**Exercise aim:**
Copy the lines below exactly. No picture goes into the copy.

**The records:**
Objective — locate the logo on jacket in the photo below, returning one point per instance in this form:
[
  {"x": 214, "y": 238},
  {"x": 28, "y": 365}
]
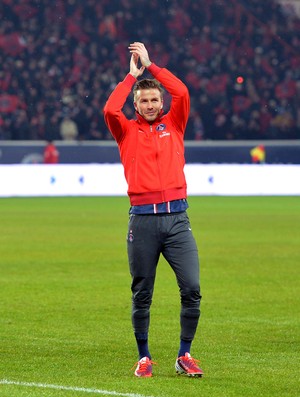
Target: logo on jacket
[{"x": 161, "y": 127}]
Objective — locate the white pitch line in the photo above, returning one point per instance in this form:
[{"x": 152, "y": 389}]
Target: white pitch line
[{"x": 70, "y": 388}]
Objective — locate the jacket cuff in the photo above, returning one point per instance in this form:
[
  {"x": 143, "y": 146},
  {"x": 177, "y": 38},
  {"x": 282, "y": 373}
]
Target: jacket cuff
[
  {"x": 154, "y": 69},
  {"x": 129, "y": 80}
]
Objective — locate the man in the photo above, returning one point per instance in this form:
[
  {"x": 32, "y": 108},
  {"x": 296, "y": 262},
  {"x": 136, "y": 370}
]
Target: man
[{"x": 152, "y": 153}]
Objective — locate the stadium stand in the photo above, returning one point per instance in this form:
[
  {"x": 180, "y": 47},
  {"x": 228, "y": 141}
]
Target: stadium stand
[{"x": 59, "y": 60}]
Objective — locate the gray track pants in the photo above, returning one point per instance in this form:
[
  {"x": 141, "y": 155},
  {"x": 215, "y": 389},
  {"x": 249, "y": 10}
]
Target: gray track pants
[{"x": 169, "y": 235}]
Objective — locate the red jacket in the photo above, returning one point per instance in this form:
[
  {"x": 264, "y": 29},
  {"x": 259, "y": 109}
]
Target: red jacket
[{"x": 152, "y": 154}]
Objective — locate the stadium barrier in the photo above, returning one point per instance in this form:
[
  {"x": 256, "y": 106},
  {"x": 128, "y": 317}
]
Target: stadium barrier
[
  {"x": 206, "y": 152},
  {"x": 25, "y": 180}
]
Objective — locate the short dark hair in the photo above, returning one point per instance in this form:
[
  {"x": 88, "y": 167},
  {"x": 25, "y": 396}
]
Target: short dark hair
[{"x": 147, "y": 84}]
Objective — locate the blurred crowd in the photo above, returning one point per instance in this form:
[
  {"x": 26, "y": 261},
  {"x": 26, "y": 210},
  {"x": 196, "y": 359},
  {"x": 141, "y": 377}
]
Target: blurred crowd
[{"x": 60, "y": 59}]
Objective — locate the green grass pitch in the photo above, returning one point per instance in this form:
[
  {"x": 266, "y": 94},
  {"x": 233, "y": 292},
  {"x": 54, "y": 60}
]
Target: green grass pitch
[{"x": 65, "y": 300}]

**Reply:**
Objective — locate the logo on jacket in the photo below, returning one point per instance in this form:
[
  {"x": 214, "y": 238},
  {"x": 28, "y": 365}
]
Target: logo on jacket
[{"x": 161, "y": 127}]
Objective — locate the white pitch line in the photo above, returning one point per instance in this form:
[{"x": 152, "y": 389}]
Target: white pitch line
[{"x": 70, "y": 388}]
Objective — locate the jacket cuff in the photo above, returning one point per instance in this form:
[
  {"x": 143, "y": 146},
  {"x": 177, "y": 38},
  {"x": 282, "y": 373}
]
Target: jacket cuff
[
  {"x": 154, "y": 69},
  {"x": 129, "y": 80}
]
Objective — locate the man in the photo above, returning one point per instance in this form:
[
  {"x": 32, "y": 108},
  {"x": 296, "y": 262},
  {"x": 136, "y": 370}
]
Target: man
[{"x": 152, "y": 153}]
Objective — locate the stadium stand in the photo above, returning one point per instance in this form:
[
  {"x": 180, "y": 47},
  {"x": 228, "y": 141}
]
Target: stadium stand
[{"x": 59, "y": 60}]
Objective — locate the gray track pants in the photo above, returning one point per instance in this form:
[
  {"x": 141, "y": 155},
  {"x": 215, "y": 389},
  {"x": 249, "y": 10}
]
Target: gray track pants
[{"x": 169, "y": 235}]
Objective — locate the red jacket in the photo above, returning one point per instance in this form:
[
  {"x": 264, "y": 29},
  {"x": 259, "y": 109}
]
Target: red jacket
[{"x": 152, "y": 154}]
Objective — locate the stadium barrier in the photo above, returning one point per instance in this form:
[
  {"x": 256, "y": 106},
  {"x": 128, "y": 317}
]
Target: stadium barrier
[
  {"x": 206, "y": 152},
  {"x": 25, "y": 180}
]
Objective — locate the short dark hair in the photo above, returning one point per instance in this form:
[
  {"x": 88, "y": 167},
  {"x": 25, "y": 396}
]
Target: short dark hair
[{"x": 147, "y": 84}]
Objective — locate the blurred crowd in the photo above, returning one point per instance in this form:
[
  {"x": 26, "y": 261},
  {"x": 26, "y": 210},
  {"x": 196, "y": 359},
  {"x": 141, "y": 377}
]
Target: blurred crowd
[{"x": 60, "y": 59}]
Objective — locate the green grass pitch in the photo above, returning one point per instance in this form:
[
  {"x": 266, "y": 94},
  {"x": 233, "y": 292},
  {"x": 54, "y": 60}
]
Target: green grass pitch
[{"x": 65, "y": 300}]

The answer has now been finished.